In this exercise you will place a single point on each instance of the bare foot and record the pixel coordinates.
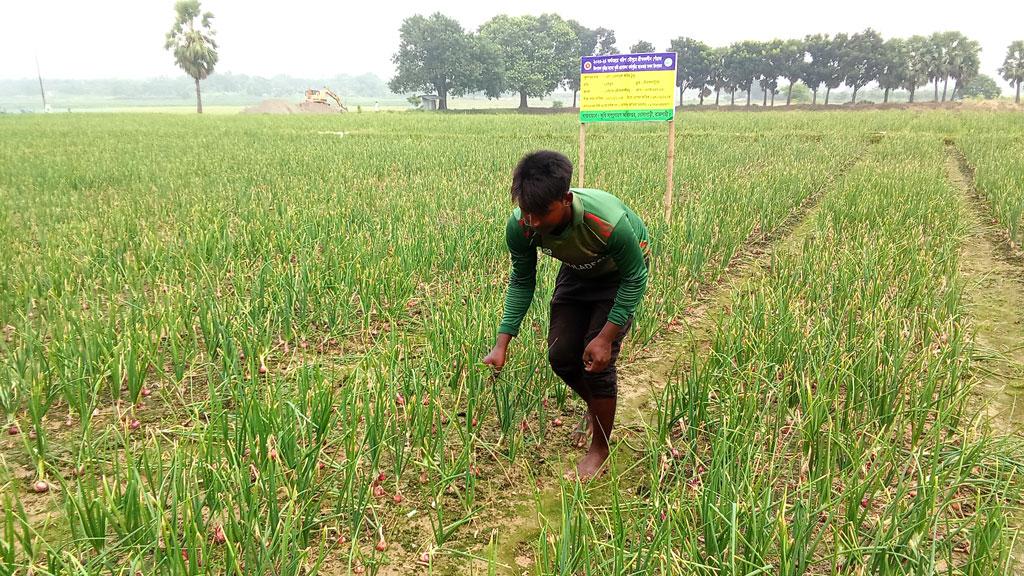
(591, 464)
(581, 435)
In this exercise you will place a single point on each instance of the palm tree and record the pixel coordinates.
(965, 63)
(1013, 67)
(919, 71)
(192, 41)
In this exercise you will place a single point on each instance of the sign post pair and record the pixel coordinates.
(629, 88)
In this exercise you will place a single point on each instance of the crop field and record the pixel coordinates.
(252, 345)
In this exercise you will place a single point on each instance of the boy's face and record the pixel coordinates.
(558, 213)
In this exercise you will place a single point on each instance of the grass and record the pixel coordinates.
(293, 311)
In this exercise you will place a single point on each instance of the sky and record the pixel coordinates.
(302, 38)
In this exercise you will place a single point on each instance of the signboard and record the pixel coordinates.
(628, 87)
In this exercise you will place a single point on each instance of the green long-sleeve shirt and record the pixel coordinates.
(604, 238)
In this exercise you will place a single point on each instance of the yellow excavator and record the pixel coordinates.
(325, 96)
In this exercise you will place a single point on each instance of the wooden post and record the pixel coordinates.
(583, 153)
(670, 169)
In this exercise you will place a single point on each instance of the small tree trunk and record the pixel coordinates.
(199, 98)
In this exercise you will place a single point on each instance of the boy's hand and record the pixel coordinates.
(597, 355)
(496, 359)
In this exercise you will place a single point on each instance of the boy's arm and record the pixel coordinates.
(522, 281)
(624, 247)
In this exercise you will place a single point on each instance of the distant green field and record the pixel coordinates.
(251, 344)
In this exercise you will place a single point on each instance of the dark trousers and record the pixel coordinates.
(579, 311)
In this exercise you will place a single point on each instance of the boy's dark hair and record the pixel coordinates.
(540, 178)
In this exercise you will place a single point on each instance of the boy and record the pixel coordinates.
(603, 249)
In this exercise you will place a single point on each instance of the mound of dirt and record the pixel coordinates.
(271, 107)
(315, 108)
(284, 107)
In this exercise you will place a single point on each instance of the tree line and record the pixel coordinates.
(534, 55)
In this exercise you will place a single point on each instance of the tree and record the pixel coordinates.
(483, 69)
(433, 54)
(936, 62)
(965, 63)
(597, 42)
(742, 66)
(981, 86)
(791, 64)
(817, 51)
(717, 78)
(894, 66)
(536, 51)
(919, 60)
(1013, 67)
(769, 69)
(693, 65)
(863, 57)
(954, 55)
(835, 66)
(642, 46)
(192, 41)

################

Required task:
Render everything from the line containing "trousers and record the pixel coordinates." down to the end of the records as a Markdown table with the columns Row and Line. Number each line and leave out blank lines.

Answer in full:
| Row | Line |
|---|---|
| 1 | In this exercise you will place a single point on each instance of the dark trousers and record the pixel coordinates. |
| 2 | (579, 311) |
| 3 | In this exercise you will place a single point on each instance of the boy's dark hair and record the pixel coordinates. |
| 4 | (540, 178) |
| 5 | In this exercise you will place a single point on each instance of the boy and record the pixel coordinates. |
| 6 | (603, 249) |
| 7 | In this exercise you will place a single point on each instance of the mound of dirt and record the pixel coordinates. |
| 8 | (271, 107) |
| 9 | (315, 108) |
| 10 | (284, 107) |
| 11 | In this exercise you will place a single point on each instance of the tree line and record the pixel coordinates. |
| 12 | (534, 55) |
| 13 | In this exercise you will place a single point on each instance of the tree and record the pixel coordinates. |
| 14 | (483, 69) |
| 15 | (433, 54) |
| 16 | (936, 62) |
| 17 | (965, 63) |
| 18 | (597, 42) |
| 19 | (742, 66) |
| 20 | (981, 86) |
| 21 | (791, 64) |
| 22 | (817, 51) |
| 23 | (717, 78) |
| 24 | (894, 66) |
| 25 | (536, 51) |
| 26 | (919, 60) |
| 27 | (1013, 67) |
| 28 | (769, 69) |
| 29 | (693, 65) |
| 30 | (863, 57) |
| 31 | (954, 55) |
| 32 | (835, 66) |
| 33 | (642, 46) |
| 34 | (192, 41) |